_Given text_
--- START ---

PUSCH receiver kernels #108

mbertuletti · 2024-04-25T12:50:29Z

Changelog

Added

FFT f16
Complex matmul f16, complex matmul fixed-point 16
Cholesky decomposition f16, Cholesky decomposition fixed-point 16
Linear system solution f16, Linear system solution fixed-point 16
MMSE application f16, MMSE application fixed-point 16
OFDM application f16

Checklist

Automated tests pass
Changelog updated
Code style guideline is observed

Please check our contributing guidelines before opening a Pull Request.

yichao-zh

Hi Marco, this is very good merge request. I reviewed files and there almost nothing really need to futher changes, only very few suggestions. And also, something maybe we can do together with this merge:

For the MatMul kernels. I saw the "conflict optimization" kernel (which I did during the PUSCH DATE) was included in matmul_f32, but it is not included the integar kernels, could you also help to copy-paste into the integar kernel file?
Dont forget to update the "change log" file.

Thats all! Thanks!

yichao-zh · 2024-12-10T03:01:37Z

software/apps/baremetal/axpy_f16/main.c

I think it is better to add a "#define local_parallel" instead of commenting the others out.

Okay, thanks.

yichao-zh · 2024-12-10T03:03:30Z

software/apps/baremetal/axpy_f32/main.c

Same at this kernel, if we keep all of the kernels in this "main.c", we should add #define. Otherwise, we only leave one kernel instead of commenting others out. What do you think?

[Lint] Fix format error

SamuelRiedel · 2024-12-13T15:00:10Z

software/apps/baremetal/Makefile

-ALL_GCC := $(filter-out matmul_f16 matmul_f32, $(ALL))

--- END ---

_Material_
--- START ---

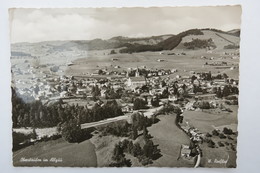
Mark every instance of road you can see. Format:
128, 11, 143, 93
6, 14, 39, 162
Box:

--- END ---

_Requirements_
a: In the pull request thread on PUSCH receiver kernels, translate this sentence into Spanish: "I think it is better to add a '#define local_parallel' instead of commenting the others out."
b: Pick up the pull request thread on PUSCH receiver kernels right after its last line and carry it forward.

_Solved problems_
a: Creo que es mejor agregar un "#define local_parallel" en lugar de comentar los demás.

b:
-ALL_LLVM := $(filter-out synth_i32 chest_q16 cfft_radix2_q16 cfft_radix4_q16, $(ALL))
+FP_APPS := axpy_f16 axpy_f32
+FP_APPS += cfft_radix4_f16 chest_f16 cholesky_f16
+FP_APPS += cmatmul_f16 matmul_f16 matmul_f32
+FP_APPS += dotp_f16 dotp_f32
+FP_APPS += mimo_mmse_f32 mimo_mmse_f16 mimo_mmse_f8 ofdm_f16
+
+I_APPS := synth_i32
+I_APPS += cfft_radix2_q16 cfft_radix4_q16 chest_q16 cholesky_q16 cholesky_q32
+I_APPS += cmatmul_q16 mimo_mmse_q16
+
+ALL_GCC := $(filter-out $(FP_APPS), $(ALL))
+ALL_LLVM := $(filter-out $(I_APPS), $(ALL))


Since we have the convention of adding the i32/f16/... suffix, we could easily automatically find all FP and I apps with a wildcard, right?

SamuelRiedel · 2024-12-13T15:08:28Z

software/apps/baremetal/mimo_mmse_f16/main.c

+  // Check the result
+  if (core_id == 0) {
+    for (uint32_t i = 0; i < 2 * N_TX * N_ITR; i++) {
+      uint32_t x = (*(uint32_t *)&l1_x[i]) & 0x0000FFFF;


Why do we do this in Banshee?

Thanks for noticing, this comes from the work on end-to-end MIMO decoding. This is how I extracted the results for Monte Carlo simulation with Banshee.

SamuelRiedel · 2024-12-13T15:10:19Z

software/apps/baremetal/mimo_mmse_f16/main.c

+
+#else
+#define N_ROUNDS (1)
+#define DMA_TRANSFER1


In general, there are a lot of defines and parameters like this that are not documented. What happens if we don't have this define?

I will remove unuseful code and document the defines.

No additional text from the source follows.